Extrait du document:

○ ○ ○

Les échanges intra-réseau, donc entre les firmes qui composent le réseau, sont en partie « hors marché », puisque les produits ne préexistent pas à l’échange. Dès lors, soit le produit existe sous forme de « plan » conçu par la firme-pivot, et le fournisseur se chargera de la fabrication, soit il n’existe que sous forme de « besoin » exprimé par le client et c’est en commun que le client et le fournisseur effectueront la conception, le fournisseur se chargeant ensuite de la fabrication. Le fournisseur doit ainsi accepter de nombreuses obligations contractuelles de la part du client, et notamment des directives techniques plus ou moins contraignantes (plan de la pièce, spécifications fonctionnelles, etc.). Il s’agit ici d’une originalité centrale de la firme-réseau dans la mesure où il n’existe pas de confrontation entre une offre et une demande portant sur des biens parfaitement standardisés et homogènes. Dans ces conditions, le problème central de la firme-pivot est un problème d’organisation de la production : elle doit rechercher des compétences dont elle ne dispose pas (ou plus si elle a externalisé l’activité) et, corrélativement, il existe un impératif de coordination important, lequel ne peut être résolu par le seul marché, marché entendu au sens classique du terme. […]

Ainsi définie, la firme-réseau se rencontre dans de nombreux secteurs, l’automobile, la construction aéronautique, la chaussure, le textile, le bâtiment, l’édition cinématographique, l’informatique, l’agro-alimentaire.

○ ○ ○

Enregistrements:
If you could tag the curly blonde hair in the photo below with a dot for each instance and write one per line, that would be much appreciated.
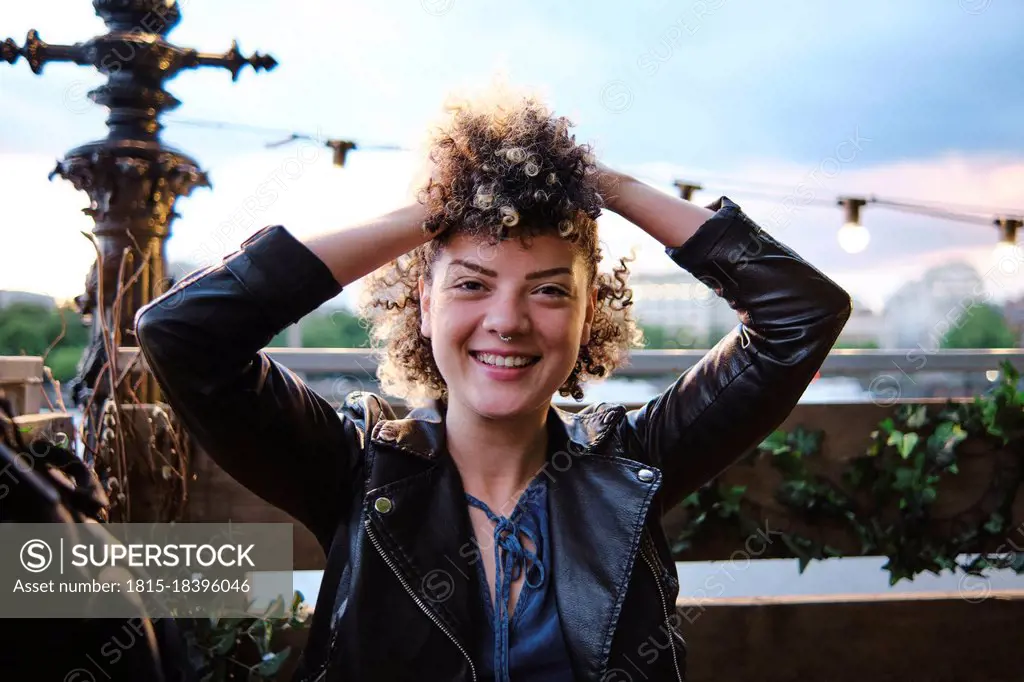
(501, 171)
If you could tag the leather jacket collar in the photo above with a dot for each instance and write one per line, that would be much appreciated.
(419, 523)
(421, 432)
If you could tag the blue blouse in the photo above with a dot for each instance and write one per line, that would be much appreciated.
(526, 645)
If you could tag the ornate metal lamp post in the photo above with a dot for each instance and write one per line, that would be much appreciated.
(132, 178)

○ ○ ○

Consigne écrite: Transcrivez à l'identique le passage de l'extrait sur la firme-réseau situé entre « Ainsi définie, la » et « cinématographique, l’informatique, l’agro-alimentaire. », ces deux segments compris. Les enregistrements forment un matériau indépendant de l'extrait.

Solution:
Ainsi définie, la firme-réseau se rencontre dans de nombreux secteurs, l’automobile, la construction aéronautique, la chaussure, le textile, le bâtiment, l’édition cinématographique, l’informatique, l’agro-alimentaire.